## PROBLEM REQUIREMENTS
Would you copy all lines in the data that contain the word "price"?

+++

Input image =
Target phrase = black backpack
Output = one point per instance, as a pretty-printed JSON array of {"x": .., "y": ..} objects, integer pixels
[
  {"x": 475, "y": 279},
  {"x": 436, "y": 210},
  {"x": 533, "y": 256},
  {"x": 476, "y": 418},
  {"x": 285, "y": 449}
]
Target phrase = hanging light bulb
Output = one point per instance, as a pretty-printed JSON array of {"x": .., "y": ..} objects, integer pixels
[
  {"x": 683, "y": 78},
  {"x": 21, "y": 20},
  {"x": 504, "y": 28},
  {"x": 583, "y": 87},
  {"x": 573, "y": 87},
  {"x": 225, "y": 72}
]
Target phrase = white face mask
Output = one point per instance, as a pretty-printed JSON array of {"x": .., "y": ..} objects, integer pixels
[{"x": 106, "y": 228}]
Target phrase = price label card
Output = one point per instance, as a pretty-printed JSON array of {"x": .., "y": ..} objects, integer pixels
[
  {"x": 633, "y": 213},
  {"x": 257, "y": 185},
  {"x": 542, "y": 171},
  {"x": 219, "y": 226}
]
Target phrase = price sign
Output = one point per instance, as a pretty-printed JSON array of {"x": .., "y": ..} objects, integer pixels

+++

## WRITTEN RESPONSE
Target phrase = price label card
Target phrase = price sign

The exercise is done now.